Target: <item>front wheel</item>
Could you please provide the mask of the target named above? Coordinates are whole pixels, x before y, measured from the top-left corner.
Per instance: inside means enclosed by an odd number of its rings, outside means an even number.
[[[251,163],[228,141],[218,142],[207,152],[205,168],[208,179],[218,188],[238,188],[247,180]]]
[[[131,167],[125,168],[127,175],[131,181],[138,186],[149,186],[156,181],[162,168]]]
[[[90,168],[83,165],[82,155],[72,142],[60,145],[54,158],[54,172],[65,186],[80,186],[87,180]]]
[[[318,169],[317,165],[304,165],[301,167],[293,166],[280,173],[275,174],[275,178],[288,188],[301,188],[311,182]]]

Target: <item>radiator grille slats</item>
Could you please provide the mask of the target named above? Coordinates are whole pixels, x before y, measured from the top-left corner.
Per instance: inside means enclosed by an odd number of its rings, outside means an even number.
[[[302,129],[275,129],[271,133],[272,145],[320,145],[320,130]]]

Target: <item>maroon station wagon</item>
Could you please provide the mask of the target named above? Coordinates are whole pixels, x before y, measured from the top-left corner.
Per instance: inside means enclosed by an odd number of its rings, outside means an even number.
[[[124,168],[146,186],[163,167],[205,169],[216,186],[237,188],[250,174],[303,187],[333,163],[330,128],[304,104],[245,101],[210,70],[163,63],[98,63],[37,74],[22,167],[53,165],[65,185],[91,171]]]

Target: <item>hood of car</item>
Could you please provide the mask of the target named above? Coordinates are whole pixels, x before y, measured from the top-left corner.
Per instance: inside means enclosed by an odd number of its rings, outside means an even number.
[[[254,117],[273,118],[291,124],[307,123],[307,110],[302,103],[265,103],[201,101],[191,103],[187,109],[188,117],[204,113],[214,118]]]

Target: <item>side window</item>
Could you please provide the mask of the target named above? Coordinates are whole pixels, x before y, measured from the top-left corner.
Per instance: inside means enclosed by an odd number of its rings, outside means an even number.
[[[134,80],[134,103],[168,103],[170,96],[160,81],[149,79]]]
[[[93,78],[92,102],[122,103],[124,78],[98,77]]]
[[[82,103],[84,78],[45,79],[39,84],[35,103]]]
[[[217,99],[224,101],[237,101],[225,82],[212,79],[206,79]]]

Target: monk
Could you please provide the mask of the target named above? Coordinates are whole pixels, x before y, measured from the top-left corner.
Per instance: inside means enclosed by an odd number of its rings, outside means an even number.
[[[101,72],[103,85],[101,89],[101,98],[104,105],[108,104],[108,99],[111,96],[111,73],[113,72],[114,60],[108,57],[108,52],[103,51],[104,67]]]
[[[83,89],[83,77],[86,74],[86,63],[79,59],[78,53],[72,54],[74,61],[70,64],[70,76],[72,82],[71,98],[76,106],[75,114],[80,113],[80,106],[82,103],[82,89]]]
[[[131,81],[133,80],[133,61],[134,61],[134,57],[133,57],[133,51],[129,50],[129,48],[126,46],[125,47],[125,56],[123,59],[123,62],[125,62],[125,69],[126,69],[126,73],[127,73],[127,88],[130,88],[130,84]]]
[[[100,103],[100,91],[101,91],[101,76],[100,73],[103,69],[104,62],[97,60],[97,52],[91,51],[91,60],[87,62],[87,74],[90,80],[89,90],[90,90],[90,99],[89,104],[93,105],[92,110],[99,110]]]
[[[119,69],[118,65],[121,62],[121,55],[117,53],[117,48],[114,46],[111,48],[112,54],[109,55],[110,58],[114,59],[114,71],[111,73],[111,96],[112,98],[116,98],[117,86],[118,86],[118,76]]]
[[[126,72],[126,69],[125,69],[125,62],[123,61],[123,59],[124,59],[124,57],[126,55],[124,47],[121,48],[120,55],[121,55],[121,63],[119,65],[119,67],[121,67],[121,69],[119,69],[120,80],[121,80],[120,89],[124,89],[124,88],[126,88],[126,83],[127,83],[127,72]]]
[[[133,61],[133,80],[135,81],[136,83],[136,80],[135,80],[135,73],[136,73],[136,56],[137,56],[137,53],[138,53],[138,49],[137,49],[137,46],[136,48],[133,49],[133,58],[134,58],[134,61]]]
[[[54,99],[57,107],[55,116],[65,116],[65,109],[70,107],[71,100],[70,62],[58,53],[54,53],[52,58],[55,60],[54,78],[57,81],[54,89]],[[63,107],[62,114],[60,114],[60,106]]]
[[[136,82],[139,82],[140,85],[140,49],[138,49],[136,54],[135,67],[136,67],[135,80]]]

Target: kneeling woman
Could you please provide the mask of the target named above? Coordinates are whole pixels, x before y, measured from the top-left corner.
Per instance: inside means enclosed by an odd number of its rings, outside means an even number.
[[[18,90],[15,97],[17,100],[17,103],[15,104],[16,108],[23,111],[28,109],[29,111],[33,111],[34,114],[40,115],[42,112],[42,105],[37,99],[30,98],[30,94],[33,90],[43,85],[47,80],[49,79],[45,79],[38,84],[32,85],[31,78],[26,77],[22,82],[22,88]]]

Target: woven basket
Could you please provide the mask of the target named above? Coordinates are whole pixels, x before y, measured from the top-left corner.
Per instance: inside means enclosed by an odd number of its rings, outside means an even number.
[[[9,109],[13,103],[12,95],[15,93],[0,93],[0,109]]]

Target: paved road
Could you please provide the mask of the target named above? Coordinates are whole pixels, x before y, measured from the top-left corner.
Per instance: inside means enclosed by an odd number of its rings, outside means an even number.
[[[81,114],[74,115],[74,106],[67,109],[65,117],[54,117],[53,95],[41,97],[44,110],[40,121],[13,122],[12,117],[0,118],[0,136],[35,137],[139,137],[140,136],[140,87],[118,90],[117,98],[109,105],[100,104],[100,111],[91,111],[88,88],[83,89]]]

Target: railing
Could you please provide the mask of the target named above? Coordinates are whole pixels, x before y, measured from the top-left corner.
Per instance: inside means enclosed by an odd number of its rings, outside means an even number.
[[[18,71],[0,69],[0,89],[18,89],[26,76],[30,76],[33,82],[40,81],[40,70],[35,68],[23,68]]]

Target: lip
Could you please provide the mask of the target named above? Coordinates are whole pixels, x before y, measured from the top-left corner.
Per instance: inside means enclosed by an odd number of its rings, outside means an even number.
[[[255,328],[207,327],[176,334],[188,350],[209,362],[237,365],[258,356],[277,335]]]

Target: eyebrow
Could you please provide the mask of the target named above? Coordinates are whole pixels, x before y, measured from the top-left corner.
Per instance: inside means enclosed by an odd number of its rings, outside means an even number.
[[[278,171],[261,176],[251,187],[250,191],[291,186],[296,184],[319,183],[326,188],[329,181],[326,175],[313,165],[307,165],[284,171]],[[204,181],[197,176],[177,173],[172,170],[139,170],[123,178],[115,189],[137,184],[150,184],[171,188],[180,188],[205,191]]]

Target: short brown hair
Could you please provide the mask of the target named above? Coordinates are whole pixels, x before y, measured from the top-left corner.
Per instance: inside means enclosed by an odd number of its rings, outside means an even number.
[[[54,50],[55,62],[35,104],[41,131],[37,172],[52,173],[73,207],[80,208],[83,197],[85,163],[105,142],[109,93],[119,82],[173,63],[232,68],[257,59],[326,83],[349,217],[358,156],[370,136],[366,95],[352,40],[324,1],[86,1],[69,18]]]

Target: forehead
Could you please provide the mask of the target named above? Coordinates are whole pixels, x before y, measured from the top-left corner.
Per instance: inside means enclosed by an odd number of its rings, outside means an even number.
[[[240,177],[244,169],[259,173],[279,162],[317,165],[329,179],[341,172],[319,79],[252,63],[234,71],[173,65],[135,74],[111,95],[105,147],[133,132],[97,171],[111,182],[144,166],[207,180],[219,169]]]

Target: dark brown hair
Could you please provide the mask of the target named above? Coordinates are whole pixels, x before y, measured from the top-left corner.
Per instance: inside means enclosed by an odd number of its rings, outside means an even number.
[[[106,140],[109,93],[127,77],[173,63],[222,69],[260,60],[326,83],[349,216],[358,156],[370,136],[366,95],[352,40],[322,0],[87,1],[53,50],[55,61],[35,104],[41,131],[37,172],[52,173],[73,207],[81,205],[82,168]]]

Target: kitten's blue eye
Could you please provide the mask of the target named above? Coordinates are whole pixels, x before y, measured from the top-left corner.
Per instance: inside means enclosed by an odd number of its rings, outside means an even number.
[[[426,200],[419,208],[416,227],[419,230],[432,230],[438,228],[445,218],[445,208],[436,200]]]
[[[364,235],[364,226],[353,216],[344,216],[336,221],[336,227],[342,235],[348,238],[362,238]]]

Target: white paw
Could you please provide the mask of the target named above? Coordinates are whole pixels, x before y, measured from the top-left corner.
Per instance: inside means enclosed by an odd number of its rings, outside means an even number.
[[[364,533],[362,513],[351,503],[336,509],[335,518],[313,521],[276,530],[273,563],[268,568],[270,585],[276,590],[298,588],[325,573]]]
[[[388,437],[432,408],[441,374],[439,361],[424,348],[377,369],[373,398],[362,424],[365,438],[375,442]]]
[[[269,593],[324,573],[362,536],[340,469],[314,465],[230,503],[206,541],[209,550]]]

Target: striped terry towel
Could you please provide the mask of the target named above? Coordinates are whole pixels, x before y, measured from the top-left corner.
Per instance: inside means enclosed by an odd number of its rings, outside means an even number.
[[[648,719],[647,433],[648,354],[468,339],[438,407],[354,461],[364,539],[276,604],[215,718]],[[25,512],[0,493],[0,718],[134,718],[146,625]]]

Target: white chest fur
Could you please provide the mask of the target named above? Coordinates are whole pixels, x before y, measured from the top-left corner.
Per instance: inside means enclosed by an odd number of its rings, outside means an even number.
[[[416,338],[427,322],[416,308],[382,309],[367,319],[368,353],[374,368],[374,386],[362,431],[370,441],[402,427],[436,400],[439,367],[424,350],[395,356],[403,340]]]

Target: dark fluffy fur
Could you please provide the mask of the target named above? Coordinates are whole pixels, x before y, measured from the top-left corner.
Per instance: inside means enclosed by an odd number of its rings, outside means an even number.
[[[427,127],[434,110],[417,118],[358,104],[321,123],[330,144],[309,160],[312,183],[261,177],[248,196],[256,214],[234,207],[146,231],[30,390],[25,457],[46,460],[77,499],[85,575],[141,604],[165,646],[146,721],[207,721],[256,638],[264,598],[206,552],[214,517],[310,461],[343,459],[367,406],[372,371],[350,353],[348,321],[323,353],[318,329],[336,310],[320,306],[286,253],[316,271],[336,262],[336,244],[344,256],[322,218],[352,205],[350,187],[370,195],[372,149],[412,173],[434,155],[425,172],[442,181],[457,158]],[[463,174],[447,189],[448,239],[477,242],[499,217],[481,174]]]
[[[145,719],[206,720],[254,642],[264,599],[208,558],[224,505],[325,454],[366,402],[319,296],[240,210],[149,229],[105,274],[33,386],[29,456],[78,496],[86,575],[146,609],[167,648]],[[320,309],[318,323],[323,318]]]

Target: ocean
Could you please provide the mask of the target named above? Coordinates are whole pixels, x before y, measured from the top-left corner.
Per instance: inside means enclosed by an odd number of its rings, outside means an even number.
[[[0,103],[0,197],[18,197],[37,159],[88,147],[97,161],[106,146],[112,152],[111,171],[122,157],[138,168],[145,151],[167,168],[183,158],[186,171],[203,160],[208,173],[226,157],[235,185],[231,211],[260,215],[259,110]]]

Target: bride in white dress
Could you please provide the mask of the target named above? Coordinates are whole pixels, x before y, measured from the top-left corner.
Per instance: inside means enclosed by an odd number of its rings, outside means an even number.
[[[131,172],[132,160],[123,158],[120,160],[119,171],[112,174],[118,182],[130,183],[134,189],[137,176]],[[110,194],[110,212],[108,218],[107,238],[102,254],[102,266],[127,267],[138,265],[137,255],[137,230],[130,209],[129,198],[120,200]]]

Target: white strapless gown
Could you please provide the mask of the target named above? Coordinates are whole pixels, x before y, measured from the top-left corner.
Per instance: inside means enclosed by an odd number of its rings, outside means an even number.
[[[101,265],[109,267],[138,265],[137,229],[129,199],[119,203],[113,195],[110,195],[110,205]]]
.....
Tugas yang dikerjakan: Hitung jumlah baris di atas yang memuat kata "brown", dengan membedakan huruf besar dan huruf kecil. Tuliskan angkanya saja.

Jawaban: 2